» **Work item A**
Using the text on The Waltz of the Toreadors, decide whether each statement agrees with it: (i) The London production was directed by Peter Hall. (ii) The Paris premiere took place at the Criterion Theatre. (iii) The General danced with Ghislaine at a garrison ball some 17 years earlier. Answer each with yes or no and quote the deciding words of the text.
» **Work item B**
Write out the part of the text on The Waltz of the Toreadors that opens with the words containing "The Waltz of the Toreadors (La" and closes with "considerably younger suitor.".
» **Work item C**
In the text on The Waltz of the Toreadors, how many performances did the London production run for in all?

» **Text segment**
• • •

= The Waltz of the Toreadors =

The Waltz of the Toreadors (La Valse des toréadors) is a 1951 play by Jean Anouilh.

==Plot==
This bitter farce is set in 1910 France and focuses on General Léon Saint-Pé and his infatuation with Ghislaine, a woman with whom he danced at a garrison ball some 17 years earlier. Because of the General's commitment to his marriage, the couple's love remained unconsummated. Now faced by the reality of retirement with his hypochondriac wife, the General finds himself lost in fond memories of his old flirtation. When Ghislaine suddenly reappears, he is delighted — until he finds himself competing for her hand with a considerably younger suitor.

==Background==
The General and his mad wife had previously appeared in Anouilh's 1948 play Ardèle ou la Marguerite, and a further variant on the character appeared in the 1958 comedy L'Hurluberlu, ou le Réactionnaire amoureux. By the time of Anouilh's last play, Le Nombril (1981), Léon St Pé had transformed into a grouchy and unfashionable old playwright intended by Anouilh as a cynical self-portrait.

==Stage productions==
The Waltz of the Toreadors premiered in Paris at the Comédie des Champs-Elysées on 8 January 1952, with Claude Sainval and Marie Ventura in the leading roles. Four years later, it premiered in London in an English translation by Lucienne Hill. Directed by Peter Hall, the production opened at the Arts Theatre on 24 February 1956, then transferred to the larger Criterion Theatre on 27 March, running in all for 700 performances. The cast included Welsh character actor Hugh Griffith as the General and Beatrix Lehmann as Mme St Pé, with Brenda Bruce as Ghislaine and Trader Faulkner as Gaston. For part of the Criterion run, Renée Asherson took over as Ghislaine.

"This is an extraordinary work," claimed T C Worsley in the New Statesman. "It is at the same time wildly comic and savagely cruel; it moves with a virtuoso's freedom up and down the emotional scale from pure farce at one extreme to real pathos at the other. There are scenes of pure horror and there are scenes of pure comedy, and M Anouilh modulates between them with an absolutely sure touch." According to the News Chronicle, "the play, though deplorable, is a bit of a masterpiece." "This farce," added The Times, "has a bitter, some will say sour, flavour, but even those who resent its hard realism will be highly amused in spite of themselves, for a resourceful wit is supported by a brilliant sense of the theatre."

• • •

» **Extracted material**
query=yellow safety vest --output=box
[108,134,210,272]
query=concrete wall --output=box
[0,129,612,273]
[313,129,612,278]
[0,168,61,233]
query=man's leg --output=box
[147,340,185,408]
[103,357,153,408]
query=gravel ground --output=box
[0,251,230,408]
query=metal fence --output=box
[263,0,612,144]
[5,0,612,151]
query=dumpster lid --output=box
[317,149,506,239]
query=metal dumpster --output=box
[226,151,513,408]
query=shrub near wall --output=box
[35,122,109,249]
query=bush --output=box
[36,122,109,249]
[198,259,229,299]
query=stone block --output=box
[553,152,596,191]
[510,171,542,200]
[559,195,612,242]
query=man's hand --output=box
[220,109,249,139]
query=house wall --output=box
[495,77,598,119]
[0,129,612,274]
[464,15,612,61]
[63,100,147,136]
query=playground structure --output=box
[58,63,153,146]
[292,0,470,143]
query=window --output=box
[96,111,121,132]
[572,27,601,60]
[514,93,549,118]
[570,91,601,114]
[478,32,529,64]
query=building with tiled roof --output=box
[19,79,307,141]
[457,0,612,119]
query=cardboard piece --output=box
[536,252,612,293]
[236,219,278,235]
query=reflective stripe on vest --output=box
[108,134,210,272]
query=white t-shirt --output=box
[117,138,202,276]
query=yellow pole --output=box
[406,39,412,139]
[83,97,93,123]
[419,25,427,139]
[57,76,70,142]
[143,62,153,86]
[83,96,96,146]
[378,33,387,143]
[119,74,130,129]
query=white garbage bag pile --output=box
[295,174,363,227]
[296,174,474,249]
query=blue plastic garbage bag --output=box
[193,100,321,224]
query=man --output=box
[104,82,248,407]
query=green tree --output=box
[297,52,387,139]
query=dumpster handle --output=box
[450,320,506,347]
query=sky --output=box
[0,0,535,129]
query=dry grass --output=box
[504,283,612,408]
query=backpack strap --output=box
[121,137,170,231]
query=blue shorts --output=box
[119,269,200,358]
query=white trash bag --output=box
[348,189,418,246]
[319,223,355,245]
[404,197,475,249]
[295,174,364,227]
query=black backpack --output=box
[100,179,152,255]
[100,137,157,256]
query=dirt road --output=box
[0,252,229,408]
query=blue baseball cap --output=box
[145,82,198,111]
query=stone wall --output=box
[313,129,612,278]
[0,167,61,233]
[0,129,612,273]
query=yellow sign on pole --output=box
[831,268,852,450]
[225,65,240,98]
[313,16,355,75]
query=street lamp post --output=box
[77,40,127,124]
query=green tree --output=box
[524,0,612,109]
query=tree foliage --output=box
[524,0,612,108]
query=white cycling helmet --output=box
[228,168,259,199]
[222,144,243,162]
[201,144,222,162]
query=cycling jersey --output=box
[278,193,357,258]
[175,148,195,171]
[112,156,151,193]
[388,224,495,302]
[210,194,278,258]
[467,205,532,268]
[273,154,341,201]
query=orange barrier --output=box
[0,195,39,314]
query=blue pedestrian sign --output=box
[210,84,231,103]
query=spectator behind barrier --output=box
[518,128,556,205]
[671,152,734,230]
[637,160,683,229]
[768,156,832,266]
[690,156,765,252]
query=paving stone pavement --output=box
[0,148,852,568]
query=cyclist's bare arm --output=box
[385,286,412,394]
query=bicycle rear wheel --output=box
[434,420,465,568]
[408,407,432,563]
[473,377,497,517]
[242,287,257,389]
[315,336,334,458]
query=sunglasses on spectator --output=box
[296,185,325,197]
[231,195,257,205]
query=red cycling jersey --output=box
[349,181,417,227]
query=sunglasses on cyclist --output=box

• • •

» **Problem solution A**
(i) Yes: "Directed by Peter Hall, the production opened at the Arts Theatre on 24 February 1956"
(ii) No: "premiered in Paris at the Comédie des Champs-Elysées on 8 January 1952"
(iii) Yes: "a woman with whom he danced at a garrison ball some 17 years earlier"

» **Problem solution B**
The Waltz of the Toreadors (La Valse des toréadors) is a 1951 play by Jean Anouilh.

==Plot==
This bitter farce is set in 1910 France and focuses on General Léon Saint-Pé and his infatuation with Ghislaine, a woman with whom he danced at a garrison ball some 17 years earlier. Because of the General's commitment to his marriage, the couple's love remained unconsummated. Now faced by the reality of retirement with his hypochondriac wife, the General finds himself lost in fond memories of his old flirtation. When Ghislaine suddenly reappears, he is delighted — until he finds himself competing for her hand with a considerably younger suitor.

» **Problem solution C**
700 performances.